Person    | Male  Born 29/4/1883  Died 2/2/1945

Alderman Charles Fisher Yates

Mayor of Hackney 1933-34. The picture shows him (the mayor, on the left) at the 1934 ceremony to bury a 'time capsule', a brass canister, below the foundation stone of the current Town Hall in Mare Street, which replaced a Victorian building. In 2015 Hackney Today reported on this canister being unearthed by builders. The excitement! What did it contain? Council agendas; a programme for the foundation stone ceremony; and the Hackney Borough Council Act 1931.

# SHORT EXERCISE 1:
Translate this sentence from the entry on Charles Fisher Yates into Spanish: "In 2015 Hackney Today reported on this canister being unearthed by builders."
# SHORT EXERCISE 2:
Reproduce the entry on Charles Fisher Yates word for word, starting at "Mayor of Hackney" and ending at "Council Act 1931.".

# EXTRACTED INFORMATION:
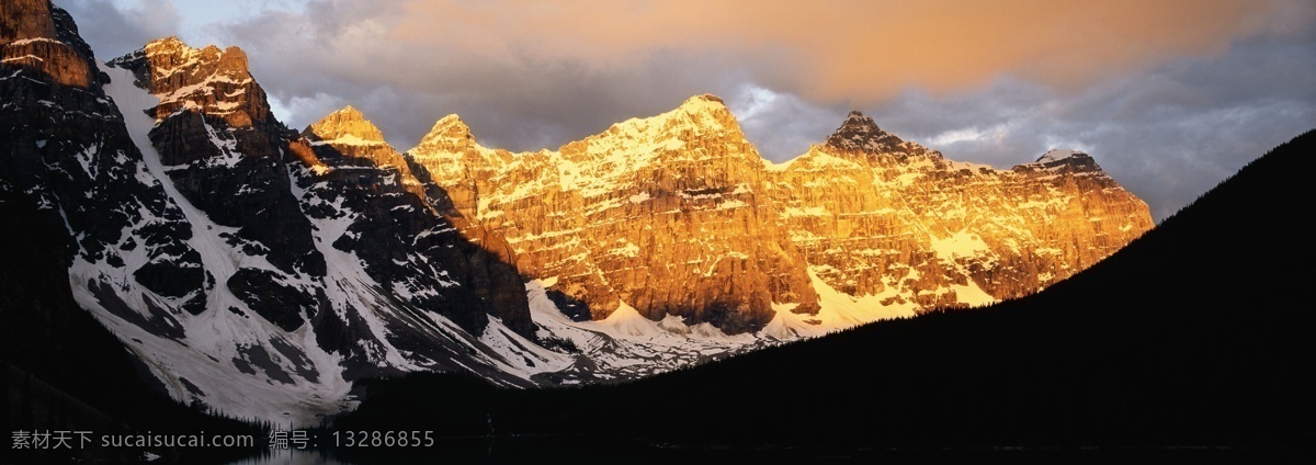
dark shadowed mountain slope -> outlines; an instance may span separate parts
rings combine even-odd
[[[1028,298],[620,386],[378,382],[338,427],[484,435],[492,423],[499,435],[849,451],[1309,448],[1316,339],[1304,205],[1313,149],[1316,132],[1274,149],[1128,248]]]

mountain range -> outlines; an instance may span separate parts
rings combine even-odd
[[[157,389],[240,418],[311,424],[413,371],[634,379],[1020,298],[1153,227],[1088,154],[954,162],[858,112],[783,163],[711,95],[555,150],[454,115],[399,151],[351,107],[287,128],[237,47],[100,62],[16,0],[0,50],[7,220],[59,236],[13,269],[64,270],[4,317],[67,292]]]

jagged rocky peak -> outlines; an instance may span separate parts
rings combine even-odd
[[[845,123],[826,138],[826,146],[865,154],[904,151],[903,144],[905,142],[895,134],[878,128],[873,117],[858,111],[851,111]]]
[[[434,121],[434,126],[420,140],[420,145],[438,141],[470,141],[474,144],[475,136],[471,134],[471,128],[466,125],[466,121],[462,121],[461,116],[451,113]]]
[[[333,144],[383,144],[384,132],[351,105],[329,113],[307,126],[303,134]]]
[[[151,91],[155,94],[188,86],[193,76],[225,76],[234,82],[251,79],[246,51],[236,46],[195,49],[178,37],[166,37],[147,42],[142,51],[151,63]]]
[[[54,37],[49,0],[5,0],[0,7],[0,42]]]
[[[38,79],[87,88],[97,74],[91,49],[64,11],[49,0],[5,0],[0,4],[0,65],[38,72]]]
[[[1048,170],[1058,171],[1066,170],[1073,173],[1092,173],[1103,174],[1101,167],[1096,165],[1096,159],[1087,153],[1071,149],[1051,149],[1037,158],[1036,162],[1021,165],[1025,170]]]
[[[726,108],[726,103],[722,101],[721,97],[712,94],[696,95],[686,99],[680,107],[666,115],[684,115],[688,117],[690,123],[701,126],[740,130],[740,124],[736,123],[736,117],[732,115],[732,111]]]
[[[282,130],[242,49],[195,49],[178,37],[166,37],[108,65],[132,70],[138,86],[161,99],[154,111],[157,120],[193,111],[222,119],[232,128],[257,126],[271,134]]]

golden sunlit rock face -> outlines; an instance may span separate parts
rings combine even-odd
[[[916,311],[1037,291],[1153,225],[1087,154],[1053,150],[995,170],[948,161],[857,112],[769,173],[780,220],[822,282]]]
[[[819,286],[908,311],[1028,294],[1153,224],[1086,154],[957,163],[859,113],[771,165],[713,96],[557,151],[486,149],[449,116],[408,155],[579,316],[625,303],[726,332],[816,314]]]
[[[265,90],[247,70],[246,53],[238,47],[220,50],[213,45],[193,49],[176,37],[146,43],[138,57],[149,62],[147,75],[138,82],[161,97],[155,119],[163,120],[186,109],[222,117],[229,126],[242,128],[271,123]]]

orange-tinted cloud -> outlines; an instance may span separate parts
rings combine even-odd
[[[390,36],[495,62],[533,57],[597,70],[720,53],[780,91],[871,103],[907,86],[948,92],[1000,74],[1079,88],[1221,53],[1236,38],[1311,21],[1313,9],[1304,0],[442,0],[408,3]]]

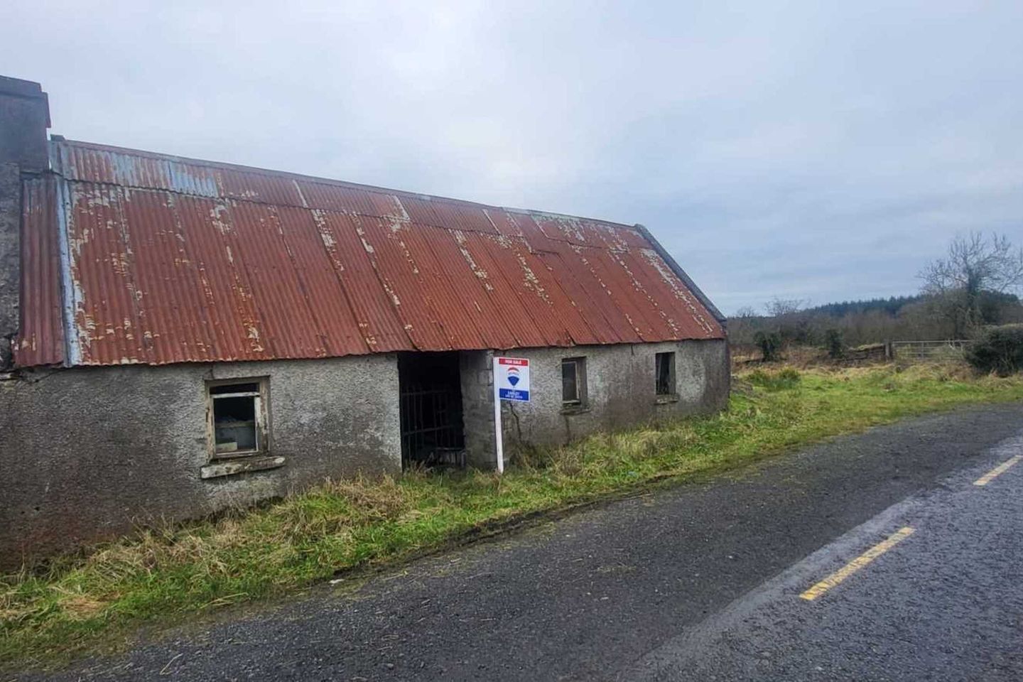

# WORKED SOLUTION 1:
En 2015, Hackney Today informó de que unos obreros habían desenterrado este recipiente.

# WORKED SOLUTION 2:
Mayor of Hackney 1933-34. The picture shows him (the mayor, on the left) at the 1934 ceremony to bury a 'time capsule', a brass canister, below the foundation stone of the current Town Hall in Mare Street, which replaced a Victorian building. In 2015 Hackney Today reported on this canister being unearthed by builders. The excitement! What did it contain? Council agendas; a programme for the foundation stone ceremony; and the Hackney Borough Council Act 1931.